>> BEGIN DOCUMENT SECTION
Well, you’ve had a good swipe at your values and now it’s a great chance to cut a little deeper. Did you know that people find it really hard to be honest with themselves about their values. It becomes one of the most complicated things we do in human development.
Let’s try to understand why. From the time we are born people project onto us their opinions about what is right and what is wrong for us. They think, they are doing the right thing but they don’t realise that every human being is born with a fingerprint specific set of values. And therefore as they try to mould us into the same mould that has screwed up their own life they begin screwing up somebody else’s. So it is complicated to work out your values because you have to untangle yourself from the values of those around you. This takes a little bit of courage.
>> END DOCUMENT SECTION
>> BEGIN DATASET ROWS
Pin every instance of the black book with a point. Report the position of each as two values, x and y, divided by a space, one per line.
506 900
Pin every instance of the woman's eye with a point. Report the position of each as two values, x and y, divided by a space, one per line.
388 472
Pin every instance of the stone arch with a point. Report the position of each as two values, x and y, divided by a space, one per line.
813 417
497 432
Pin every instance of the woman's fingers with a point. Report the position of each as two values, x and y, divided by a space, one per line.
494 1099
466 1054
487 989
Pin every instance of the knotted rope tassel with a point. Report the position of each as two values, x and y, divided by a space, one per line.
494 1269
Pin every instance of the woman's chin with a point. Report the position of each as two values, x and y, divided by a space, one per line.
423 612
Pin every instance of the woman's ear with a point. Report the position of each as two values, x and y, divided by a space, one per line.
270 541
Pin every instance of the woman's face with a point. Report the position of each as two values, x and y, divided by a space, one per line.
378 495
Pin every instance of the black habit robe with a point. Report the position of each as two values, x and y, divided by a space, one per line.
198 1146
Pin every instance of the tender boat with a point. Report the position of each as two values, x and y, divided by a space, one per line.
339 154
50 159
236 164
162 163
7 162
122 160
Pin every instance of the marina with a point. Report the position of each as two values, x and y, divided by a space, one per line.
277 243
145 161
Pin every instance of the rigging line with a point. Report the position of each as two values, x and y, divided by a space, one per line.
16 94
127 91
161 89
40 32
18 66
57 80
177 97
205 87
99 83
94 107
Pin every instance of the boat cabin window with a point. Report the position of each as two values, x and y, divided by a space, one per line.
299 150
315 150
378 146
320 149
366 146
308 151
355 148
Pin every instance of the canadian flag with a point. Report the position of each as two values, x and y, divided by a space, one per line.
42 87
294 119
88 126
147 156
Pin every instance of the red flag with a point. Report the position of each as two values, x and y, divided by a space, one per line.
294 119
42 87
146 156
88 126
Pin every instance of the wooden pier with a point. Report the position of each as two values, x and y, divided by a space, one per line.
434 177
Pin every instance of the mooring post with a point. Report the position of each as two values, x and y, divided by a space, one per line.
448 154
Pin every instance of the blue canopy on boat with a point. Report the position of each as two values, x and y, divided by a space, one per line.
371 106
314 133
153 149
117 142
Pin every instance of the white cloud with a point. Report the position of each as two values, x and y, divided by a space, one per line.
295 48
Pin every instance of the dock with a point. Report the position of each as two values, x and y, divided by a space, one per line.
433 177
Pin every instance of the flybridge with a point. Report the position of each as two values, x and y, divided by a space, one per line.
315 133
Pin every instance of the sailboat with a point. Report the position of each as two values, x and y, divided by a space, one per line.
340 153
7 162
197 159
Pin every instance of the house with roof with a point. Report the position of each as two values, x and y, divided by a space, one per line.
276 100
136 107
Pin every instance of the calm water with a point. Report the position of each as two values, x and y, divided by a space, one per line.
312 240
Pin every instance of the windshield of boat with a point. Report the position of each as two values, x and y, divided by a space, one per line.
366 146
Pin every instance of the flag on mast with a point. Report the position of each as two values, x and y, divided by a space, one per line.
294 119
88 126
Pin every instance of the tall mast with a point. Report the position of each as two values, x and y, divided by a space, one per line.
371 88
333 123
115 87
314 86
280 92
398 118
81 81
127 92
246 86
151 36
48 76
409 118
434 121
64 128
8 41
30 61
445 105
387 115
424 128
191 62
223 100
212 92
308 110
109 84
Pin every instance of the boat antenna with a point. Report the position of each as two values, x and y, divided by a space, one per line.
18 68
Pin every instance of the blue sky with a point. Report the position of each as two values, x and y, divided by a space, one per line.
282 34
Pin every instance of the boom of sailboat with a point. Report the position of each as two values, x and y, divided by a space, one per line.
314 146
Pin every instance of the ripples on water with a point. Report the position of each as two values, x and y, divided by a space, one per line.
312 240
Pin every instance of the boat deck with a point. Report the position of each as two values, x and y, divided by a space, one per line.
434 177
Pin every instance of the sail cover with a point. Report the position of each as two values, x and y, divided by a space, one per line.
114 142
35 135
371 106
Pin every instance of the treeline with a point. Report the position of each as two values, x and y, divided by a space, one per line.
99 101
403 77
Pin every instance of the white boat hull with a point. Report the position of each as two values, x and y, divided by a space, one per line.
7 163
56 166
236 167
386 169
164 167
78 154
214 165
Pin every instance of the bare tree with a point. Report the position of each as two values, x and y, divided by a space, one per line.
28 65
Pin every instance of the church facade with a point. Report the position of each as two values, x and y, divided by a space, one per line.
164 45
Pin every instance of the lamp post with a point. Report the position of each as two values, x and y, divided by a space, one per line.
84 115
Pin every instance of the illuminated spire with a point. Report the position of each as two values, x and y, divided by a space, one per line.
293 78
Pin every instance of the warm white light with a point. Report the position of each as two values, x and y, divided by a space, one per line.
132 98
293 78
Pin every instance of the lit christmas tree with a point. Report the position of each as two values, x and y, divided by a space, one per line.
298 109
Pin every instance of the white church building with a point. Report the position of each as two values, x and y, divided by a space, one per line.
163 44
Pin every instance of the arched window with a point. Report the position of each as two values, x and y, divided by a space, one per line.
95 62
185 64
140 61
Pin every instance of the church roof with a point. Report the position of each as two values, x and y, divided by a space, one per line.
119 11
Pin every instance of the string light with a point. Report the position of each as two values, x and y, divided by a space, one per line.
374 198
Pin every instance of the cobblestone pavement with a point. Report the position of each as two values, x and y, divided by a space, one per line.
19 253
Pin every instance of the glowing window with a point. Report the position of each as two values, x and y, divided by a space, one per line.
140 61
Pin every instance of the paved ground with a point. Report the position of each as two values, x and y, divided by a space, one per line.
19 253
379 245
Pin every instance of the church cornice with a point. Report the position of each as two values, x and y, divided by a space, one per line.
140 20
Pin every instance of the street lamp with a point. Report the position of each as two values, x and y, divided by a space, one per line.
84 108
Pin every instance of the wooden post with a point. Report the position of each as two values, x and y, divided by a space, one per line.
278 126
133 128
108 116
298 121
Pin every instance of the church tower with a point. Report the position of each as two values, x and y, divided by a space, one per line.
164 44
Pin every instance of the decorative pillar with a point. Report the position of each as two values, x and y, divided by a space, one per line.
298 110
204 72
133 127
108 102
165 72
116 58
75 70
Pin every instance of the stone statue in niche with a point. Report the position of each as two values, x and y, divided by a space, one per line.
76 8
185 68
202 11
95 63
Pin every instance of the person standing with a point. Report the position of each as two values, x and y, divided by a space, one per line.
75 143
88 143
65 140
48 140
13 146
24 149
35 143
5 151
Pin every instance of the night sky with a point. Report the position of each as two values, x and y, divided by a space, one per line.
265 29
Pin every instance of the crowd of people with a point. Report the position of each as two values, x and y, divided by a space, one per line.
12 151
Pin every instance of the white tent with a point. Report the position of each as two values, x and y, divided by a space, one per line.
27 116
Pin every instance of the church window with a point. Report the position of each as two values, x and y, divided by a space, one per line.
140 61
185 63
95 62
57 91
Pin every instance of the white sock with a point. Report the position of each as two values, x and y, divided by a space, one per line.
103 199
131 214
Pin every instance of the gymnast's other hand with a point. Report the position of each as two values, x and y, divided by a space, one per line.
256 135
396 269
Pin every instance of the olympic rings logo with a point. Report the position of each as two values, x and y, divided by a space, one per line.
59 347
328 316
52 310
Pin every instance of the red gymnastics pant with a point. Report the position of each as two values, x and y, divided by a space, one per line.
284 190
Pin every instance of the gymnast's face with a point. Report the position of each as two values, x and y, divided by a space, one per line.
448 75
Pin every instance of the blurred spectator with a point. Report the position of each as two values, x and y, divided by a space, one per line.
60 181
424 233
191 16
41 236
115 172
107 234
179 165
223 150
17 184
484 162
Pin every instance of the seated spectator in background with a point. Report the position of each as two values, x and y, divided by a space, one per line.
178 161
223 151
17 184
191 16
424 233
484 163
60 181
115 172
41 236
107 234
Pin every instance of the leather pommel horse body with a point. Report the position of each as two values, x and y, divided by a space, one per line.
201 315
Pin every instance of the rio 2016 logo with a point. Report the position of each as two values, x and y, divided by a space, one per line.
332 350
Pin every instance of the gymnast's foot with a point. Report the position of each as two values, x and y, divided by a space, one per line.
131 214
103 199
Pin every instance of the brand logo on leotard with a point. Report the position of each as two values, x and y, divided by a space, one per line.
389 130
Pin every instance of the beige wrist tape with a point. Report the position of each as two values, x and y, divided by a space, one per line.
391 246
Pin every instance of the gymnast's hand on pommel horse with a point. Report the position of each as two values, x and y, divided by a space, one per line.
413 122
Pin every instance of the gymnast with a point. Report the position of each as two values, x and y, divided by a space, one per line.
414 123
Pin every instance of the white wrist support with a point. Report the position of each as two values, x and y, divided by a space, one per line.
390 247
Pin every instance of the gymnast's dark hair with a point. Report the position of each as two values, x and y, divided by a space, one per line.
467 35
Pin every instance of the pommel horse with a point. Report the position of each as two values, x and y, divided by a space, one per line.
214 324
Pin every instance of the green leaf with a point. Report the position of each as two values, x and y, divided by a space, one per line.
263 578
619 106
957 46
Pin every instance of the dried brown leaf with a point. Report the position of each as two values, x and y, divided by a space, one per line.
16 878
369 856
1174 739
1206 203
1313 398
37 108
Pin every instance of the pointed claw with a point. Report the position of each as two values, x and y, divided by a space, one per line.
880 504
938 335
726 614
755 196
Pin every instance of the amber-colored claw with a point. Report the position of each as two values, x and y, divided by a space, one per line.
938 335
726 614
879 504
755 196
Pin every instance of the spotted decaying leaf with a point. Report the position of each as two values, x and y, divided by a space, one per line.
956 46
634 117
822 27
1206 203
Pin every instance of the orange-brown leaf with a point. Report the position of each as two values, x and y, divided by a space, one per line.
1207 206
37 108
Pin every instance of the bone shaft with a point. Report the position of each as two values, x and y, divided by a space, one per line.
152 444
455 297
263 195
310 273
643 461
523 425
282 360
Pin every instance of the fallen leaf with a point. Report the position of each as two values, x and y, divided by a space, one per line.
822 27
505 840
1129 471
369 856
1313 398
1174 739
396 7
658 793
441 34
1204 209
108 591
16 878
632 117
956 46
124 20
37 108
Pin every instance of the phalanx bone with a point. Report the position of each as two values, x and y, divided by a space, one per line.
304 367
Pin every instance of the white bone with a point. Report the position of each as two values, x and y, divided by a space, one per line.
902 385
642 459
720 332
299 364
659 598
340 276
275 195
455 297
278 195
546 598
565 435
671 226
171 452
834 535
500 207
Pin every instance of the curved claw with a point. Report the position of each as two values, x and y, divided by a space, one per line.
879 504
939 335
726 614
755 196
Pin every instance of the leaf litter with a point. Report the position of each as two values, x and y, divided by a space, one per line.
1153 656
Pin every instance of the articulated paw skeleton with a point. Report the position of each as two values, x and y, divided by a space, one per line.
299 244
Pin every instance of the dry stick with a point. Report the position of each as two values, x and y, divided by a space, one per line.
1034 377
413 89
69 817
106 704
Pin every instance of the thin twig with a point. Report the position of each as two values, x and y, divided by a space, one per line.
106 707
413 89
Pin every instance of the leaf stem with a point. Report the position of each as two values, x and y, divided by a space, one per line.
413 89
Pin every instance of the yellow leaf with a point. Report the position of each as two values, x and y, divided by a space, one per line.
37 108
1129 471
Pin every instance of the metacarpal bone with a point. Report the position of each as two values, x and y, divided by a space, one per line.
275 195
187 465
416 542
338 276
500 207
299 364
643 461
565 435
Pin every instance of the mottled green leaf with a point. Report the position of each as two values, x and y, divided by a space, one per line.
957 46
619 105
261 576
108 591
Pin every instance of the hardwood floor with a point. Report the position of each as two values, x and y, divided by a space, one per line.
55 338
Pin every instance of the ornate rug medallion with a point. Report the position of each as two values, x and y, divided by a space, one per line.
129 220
>> END DATASET ROWS
TO BE DONE:
1. Reproduce the passage on personal values between "Well, you’ve had" and "in human development.", inclusive.
2. Decide whether each statement agrees with the passage on personal values, answering yes or no and quoting the words from the passage that settle it: (a) People have difficulty being honest with themselves about their values. (b) Every person is born with the same set of values. (c) Separating yourself from the values of those around you calls for some courage.
3. Pick up the passage on personal values after its final sentence and keep writing.
The rows have no role in this work.

OUTPUTS IN ORDER:
1.
Well, you’ve had a good swipe at your values and now it’s a great chance to cut a little deeper. Did you know that people find it really hard to be honest with themselves about their values. It becomes one of the most complicated things we do in human development.

2.
(a) Yes: "people find it really hard to be honest with themselves about their values"
(b) No: "every human being is born with a fingerprint specific set of values"
(c) Yes: "This takes a little bit of courage."

3.
We begin by saying that just because your values are different to somebody else’s doesn’t make you separate or isolated from them. In fact knowing someone else’s values means you know how to communicate with them and be a better partner friend or business colleague. So understanding the concept of values and your unique ones, is not in contradiction to but absolutely aligned with being a better version of yourself and doing better at work and at home
One of the most extraordinary things that we find in human nature is that when a person works really really hard on things that are low on their own value chain but high on somebody else’s value chain they lower their self worth. That’s rather extraordinary so sometimes the harder we try to please people the worse we become. The harder we try to prioritise things as somebody else is asking us to the more likely they are to reject us because nobody treats us worse than we treat ourselves and when we are working on our lowest priorities we are treating ourselves badly.
So it’s my personal opinion that knowing your values is the single most important thing you do in any form of personal growth. If you just understand this aspect of yourself, and therefore can understand this aspect of others you will learn how to communicate better, sell more product better, handle conflict better, and be more supportive and attractive as a friend and father and mother and son or daughter.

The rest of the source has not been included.